— What you should do —
Set down the material below word for word, from its first line up to and including the line that contains "column 318, row 21". Leave the pictures out of your copy.

(Collected data entries)
═══

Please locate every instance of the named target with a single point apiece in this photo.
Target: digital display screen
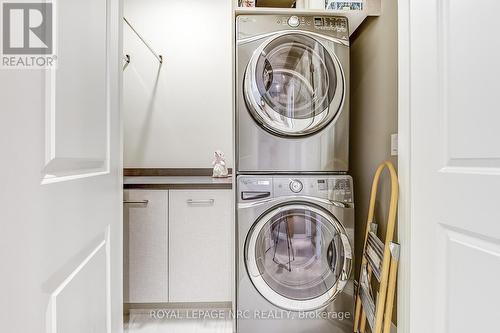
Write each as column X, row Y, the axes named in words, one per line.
column 318, row 21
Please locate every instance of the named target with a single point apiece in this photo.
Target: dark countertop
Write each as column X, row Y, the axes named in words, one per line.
column 176, row 182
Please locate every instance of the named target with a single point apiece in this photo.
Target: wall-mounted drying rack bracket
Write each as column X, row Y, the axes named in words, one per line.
column 159, row 57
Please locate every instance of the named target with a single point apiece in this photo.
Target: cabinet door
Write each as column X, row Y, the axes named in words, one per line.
column 145, row 245
column 200, row 246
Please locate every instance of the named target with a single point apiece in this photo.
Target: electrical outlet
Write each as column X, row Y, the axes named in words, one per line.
column 394, row 144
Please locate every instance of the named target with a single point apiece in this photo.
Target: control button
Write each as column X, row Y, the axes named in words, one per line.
column 296, row 186
column 293, row 21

═══

— Right answer —
Please locate every instance of the named target with a single point apiece in this photo.
Target: digital display screen
Write each as column X, row Y, the axes named in words, one per line.
column 318, row 21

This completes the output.